─── Input data

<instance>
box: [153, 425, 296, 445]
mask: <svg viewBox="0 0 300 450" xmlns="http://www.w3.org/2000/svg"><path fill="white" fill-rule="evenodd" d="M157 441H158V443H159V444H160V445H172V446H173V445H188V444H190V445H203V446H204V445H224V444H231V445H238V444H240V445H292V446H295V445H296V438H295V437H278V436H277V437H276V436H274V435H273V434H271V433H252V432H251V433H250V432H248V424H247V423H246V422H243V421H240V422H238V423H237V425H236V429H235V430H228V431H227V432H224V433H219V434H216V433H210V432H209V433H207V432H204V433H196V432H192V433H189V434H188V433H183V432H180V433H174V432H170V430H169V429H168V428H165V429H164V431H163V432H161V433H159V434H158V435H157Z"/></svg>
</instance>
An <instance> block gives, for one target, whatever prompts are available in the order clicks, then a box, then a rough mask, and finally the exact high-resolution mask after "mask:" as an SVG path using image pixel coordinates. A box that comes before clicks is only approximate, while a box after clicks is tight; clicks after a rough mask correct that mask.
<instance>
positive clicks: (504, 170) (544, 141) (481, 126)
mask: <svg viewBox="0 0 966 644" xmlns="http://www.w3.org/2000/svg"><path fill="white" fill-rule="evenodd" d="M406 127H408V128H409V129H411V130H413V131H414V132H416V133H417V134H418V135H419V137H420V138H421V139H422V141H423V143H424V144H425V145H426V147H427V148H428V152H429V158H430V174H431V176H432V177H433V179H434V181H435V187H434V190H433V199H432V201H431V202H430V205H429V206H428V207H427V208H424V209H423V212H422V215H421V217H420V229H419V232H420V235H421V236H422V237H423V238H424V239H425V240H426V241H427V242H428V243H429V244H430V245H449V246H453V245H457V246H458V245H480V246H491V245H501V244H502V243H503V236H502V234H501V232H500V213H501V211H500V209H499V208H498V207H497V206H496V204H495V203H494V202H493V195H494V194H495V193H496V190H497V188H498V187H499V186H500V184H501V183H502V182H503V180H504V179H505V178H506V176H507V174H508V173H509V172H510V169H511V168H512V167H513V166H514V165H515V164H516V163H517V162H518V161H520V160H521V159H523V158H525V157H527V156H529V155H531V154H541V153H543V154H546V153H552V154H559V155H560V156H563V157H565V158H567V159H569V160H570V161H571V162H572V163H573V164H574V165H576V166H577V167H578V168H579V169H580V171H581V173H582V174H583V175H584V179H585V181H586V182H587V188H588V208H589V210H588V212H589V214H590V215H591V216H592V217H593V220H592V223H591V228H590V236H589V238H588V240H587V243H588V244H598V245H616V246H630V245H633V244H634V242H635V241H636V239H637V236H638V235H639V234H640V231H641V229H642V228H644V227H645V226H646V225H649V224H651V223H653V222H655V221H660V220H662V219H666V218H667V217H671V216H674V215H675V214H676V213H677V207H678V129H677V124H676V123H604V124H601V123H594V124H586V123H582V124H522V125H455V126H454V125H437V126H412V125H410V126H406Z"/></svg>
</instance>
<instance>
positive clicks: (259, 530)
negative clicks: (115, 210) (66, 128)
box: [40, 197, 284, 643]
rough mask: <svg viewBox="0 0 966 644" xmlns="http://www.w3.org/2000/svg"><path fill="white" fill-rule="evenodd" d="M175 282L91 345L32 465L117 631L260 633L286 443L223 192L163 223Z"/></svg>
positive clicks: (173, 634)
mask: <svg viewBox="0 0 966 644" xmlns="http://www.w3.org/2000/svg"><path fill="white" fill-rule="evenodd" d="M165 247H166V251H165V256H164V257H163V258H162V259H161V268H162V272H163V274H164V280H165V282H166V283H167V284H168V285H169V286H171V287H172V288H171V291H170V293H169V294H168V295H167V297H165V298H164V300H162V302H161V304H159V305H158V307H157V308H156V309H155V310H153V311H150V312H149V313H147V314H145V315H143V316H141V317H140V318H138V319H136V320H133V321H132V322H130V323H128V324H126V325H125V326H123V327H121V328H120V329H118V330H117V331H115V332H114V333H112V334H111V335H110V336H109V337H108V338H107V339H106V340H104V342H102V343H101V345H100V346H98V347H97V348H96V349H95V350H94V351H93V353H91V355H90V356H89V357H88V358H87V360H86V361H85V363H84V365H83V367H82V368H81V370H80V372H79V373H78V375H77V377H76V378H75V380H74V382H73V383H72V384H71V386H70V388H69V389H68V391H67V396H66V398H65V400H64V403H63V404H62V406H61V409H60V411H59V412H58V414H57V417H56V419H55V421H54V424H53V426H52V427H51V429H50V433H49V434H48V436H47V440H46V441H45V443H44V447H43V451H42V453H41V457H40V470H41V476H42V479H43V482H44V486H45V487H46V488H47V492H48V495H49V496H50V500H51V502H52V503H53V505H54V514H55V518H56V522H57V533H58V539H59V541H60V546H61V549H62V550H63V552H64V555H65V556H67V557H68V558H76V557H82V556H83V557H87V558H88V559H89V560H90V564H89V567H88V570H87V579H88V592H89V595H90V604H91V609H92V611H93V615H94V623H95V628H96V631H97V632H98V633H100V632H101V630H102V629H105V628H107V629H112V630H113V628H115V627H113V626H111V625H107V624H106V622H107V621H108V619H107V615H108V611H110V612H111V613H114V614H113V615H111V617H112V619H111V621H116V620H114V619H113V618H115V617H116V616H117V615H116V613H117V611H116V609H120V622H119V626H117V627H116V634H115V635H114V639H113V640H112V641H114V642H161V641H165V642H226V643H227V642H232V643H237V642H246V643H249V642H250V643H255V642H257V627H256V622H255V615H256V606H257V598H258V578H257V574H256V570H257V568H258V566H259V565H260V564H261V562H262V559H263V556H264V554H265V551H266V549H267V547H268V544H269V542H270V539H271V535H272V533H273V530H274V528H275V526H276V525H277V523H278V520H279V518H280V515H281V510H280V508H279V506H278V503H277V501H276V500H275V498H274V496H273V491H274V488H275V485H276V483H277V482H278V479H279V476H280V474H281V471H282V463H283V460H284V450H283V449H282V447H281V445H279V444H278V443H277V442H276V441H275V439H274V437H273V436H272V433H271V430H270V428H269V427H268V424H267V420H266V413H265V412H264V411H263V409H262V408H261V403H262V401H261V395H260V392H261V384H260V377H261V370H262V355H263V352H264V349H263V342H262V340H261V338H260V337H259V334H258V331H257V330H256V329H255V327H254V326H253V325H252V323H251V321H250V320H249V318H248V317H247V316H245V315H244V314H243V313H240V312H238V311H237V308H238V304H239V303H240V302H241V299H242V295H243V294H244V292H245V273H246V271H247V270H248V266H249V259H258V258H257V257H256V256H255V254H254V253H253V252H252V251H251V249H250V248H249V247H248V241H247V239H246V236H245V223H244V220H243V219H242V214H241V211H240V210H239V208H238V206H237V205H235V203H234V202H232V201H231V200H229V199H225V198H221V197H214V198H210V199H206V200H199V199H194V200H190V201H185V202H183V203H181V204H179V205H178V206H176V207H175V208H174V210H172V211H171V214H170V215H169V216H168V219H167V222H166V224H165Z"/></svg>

──────
─── Input data

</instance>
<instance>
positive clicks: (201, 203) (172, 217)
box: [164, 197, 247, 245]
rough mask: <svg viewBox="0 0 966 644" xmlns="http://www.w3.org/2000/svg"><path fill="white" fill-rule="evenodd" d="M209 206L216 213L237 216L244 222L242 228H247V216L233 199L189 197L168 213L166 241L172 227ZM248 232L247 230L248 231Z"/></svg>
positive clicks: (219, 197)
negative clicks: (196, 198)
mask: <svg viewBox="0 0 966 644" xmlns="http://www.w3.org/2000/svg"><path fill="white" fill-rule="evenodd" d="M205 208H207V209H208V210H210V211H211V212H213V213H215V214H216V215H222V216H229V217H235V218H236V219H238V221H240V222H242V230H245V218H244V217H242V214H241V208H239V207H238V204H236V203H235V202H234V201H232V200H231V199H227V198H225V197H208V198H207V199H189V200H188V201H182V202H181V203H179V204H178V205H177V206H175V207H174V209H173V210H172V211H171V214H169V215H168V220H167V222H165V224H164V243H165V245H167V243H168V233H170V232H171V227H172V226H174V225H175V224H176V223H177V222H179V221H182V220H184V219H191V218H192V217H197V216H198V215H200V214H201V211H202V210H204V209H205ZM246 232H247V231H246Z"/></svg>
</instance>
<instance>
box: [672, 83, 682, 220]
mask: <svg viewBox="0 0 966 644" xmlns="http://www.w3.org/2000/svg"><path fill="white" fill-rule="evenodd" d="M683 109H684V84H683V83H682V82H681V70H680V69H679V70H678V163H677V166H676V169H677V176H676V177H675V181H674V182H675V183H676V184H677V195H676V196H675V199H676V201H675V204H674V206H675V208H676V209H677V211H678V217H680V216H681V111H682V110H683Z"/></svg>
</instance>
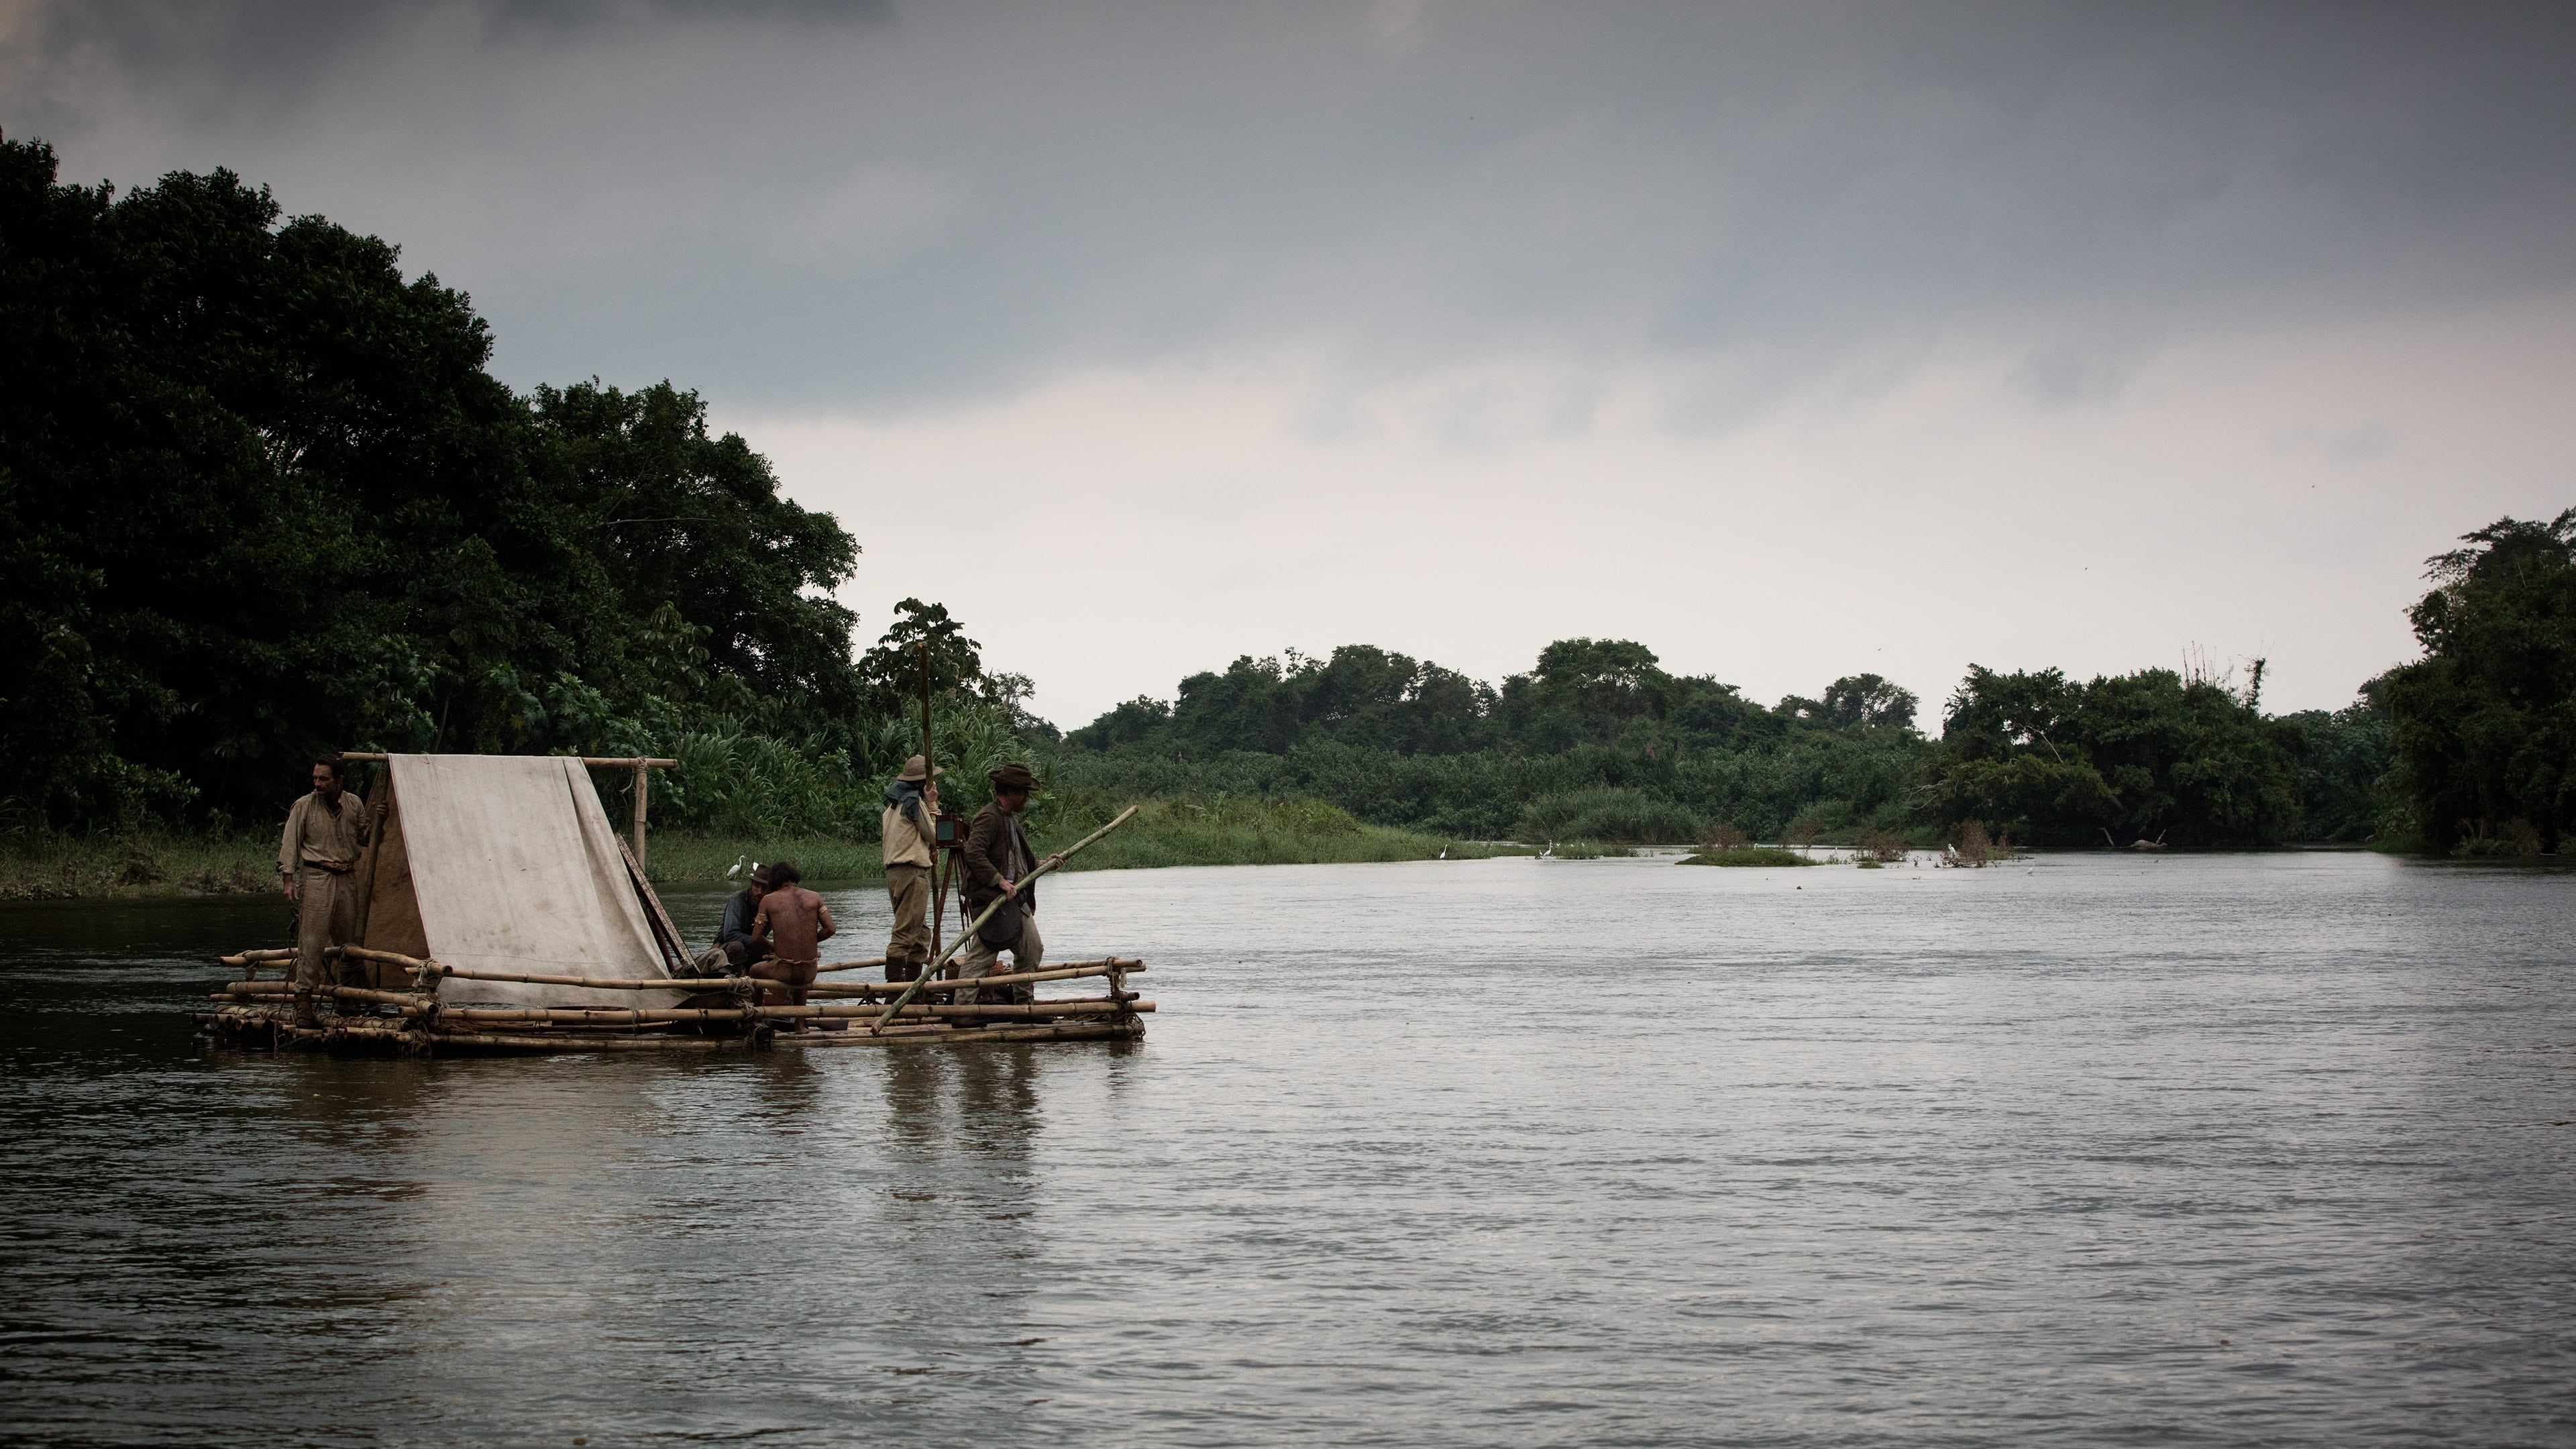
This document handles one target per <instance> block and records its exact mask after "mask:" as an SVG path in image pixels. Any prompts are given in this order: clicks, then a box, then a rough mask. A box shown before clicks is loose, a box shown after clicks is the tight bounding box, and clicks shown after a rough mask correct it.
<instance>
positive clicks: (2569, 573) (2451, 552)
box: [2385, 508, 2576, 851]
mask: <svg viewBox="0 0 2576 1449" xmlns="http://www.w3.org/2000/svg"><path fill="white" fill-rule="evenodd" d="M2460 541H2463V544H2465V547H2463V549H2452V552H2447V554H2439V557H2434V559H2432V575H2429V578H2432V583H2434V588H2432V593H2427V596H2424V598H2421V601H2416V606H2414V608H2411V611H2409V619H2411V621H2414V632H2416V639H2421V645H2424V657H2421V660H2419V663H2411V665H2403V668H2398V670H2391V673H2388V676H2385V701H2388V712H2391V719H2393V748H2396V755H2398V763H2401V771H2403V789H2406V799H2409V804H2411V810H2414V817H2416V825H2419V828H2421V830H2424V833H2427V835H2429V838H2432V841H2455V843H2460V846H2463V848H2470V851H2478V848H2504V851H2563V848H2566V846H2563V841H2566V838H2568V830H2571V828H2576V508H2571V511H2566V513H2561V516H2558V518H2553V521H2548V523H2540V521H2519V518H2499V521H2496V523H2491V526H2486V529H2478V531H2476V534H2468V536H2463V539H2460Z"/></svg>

──────
─── Input data

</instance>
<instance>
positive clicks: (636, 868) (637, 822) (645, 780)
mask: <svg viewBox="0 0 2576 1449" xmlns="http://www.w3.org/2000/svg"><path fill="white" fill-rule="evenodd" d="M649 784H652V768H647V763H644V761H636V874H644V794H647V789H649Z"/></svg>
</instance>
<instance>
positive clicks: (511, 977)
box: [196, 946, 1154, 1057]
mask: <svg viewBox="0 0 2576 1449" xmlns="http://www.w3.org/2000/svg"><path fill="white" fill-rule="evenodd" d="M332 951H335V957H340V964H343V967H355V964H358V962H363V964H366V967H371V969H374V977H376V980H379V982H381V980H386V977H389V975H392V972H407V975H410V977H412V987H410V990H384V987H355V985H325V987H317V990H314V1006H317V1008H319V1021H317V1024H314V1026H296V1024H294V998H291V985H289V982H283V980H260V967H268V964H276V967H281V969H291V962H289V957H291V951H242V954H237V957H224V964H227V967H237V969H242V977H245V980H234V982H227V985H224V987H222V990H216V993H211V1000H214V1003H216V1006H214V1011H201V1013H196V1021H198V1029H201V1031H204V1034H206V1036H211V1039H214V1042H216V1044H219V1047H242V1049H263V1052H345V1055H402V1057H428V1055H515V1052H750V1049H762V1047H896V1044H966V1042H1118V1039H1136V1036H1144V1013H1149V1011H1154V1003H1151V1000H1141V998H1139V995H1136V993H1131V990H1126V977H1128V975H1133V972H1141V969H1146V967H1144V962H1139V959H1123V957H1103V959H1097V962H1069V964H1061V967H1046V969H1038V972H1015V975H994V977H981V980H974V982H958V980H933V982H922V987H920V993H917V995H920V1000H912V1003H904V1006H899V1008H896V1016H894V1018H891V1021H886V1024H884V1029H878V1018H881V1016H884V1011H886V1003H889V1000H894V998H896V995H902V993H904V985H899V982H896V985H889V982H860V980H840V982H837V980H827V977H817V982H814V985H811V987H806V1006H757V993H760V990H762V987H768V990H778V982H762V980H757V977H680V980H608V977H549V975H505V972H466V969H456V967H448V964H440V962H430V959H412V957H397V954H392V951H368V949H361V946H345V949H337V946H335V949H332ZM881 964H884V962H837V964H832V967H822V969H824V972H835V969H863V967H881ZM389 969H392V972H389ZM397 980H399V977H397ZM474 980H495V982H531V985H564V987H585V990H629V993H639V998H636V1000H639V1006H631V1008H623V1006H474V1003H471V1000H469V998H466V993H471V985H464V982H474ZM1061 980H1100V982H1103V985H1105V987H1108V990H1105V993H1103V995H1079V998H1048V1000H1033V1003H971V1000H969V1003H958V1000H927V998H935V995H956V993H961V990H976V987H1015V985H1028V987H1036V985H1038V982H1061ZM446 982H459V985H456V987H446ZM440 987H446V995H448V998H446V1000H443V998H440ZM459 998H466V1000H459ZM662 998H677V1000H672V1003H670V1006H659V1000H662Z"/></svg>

──────

__Task goal__:
Answer with one number only: how many lines of the entries above include the word "target"?

__Exercise output__:
2